To-do item – According to the text on the Marshall Building, which firm designed the building?

‘The design adopts a fabric-first approach with passive design features to limit the demand on mechanical systems,’ says Tom Williams, associate at ChapmanBDSP. He’s talking about the Marshall Building, an 18,000m2 development for the London School of Economics (LSE), for which optimisation of form and fabric have been instrumental in minimising energy use.
Designed by Grafton Architects, with ChapmanBDSP as MEP, sustainability and lighting consultant, the Marshall Building’s imposing Portland-stone façade faces onto Lincoln’s Inn Fields. Its lower storeys are clad in ashlar blocks interspersed with large, punched window openings, and, above, two successive layers of angled fins form an orthogonal stone veil in front of the glazing. The side and rear elevations are more fractured where they front the tight network of streets that make up the LSE estate.
ChapmanBDSP used daylight modelling and irradiation mapping to develop and optimise the façade design, and ensure access to natural light and fresh air. Its solar shading is designed to reduce solar gain and minimise summer overheating.
‘The ideal scenario in terms of reducing operational energy is to design the building to limit the amount of mechanical services we put into a space, introducing them only where they are needed to perform a specific function that cannot be achieved through passive means,’ Williams explains.

Given data –

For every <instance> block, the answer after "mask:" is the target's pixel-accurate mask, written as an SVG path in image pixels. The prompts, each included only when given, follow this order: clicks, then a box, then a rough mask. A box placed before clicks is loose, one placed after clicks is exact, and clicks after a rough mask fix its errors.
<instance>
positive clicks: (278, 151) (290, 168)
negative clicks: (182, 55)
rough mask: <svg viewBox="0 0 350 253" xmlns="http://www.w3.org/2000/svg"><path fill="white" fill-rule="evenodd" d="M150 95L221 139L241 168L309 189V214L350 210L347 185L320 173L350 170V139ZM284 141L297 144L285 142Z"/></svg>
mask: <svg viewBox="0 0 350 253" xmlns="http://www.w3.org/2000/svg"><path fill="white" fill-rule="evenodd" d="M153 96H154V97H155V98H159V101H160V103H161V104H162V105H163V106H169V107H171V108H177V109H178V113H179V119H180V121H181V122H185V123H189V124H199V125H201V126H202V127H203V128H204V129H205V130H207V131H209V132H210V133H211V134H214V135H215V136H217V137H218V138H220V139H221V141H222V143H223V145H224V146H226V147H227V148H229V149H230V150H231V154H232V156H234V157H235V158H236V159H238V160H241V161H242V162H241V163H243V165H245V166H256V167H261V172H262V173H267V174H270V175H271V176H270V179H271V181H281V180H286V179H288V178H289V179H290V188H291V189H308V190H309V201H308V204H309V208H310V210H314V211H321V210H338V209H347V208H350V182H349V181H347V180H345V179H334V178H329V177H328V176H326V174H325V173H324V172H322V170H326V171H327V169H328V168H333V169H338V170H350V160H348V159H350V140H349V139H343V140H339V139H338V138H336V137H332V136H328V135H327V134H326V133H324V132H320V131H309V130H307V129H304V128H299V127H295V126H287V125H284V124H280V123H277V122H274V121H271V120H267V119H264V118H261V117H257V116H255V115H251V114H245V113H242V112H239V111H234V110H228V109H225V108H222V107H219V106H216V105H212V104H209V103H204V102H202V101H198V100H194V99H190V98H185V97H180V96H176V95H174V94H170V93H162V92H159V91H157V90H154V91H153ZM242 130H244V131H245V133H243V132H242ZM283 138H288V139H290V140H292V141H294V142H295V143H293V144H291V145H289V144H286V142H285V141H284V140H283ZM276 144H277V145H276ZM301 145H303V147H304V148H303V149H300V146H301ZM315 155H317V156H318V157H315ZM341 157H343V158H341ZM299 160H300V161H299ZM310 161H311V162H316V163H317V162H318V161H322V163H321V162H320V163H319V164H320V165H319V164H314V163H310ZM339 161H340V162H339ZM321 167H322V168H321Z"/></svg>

Exercise response – Grafton Architects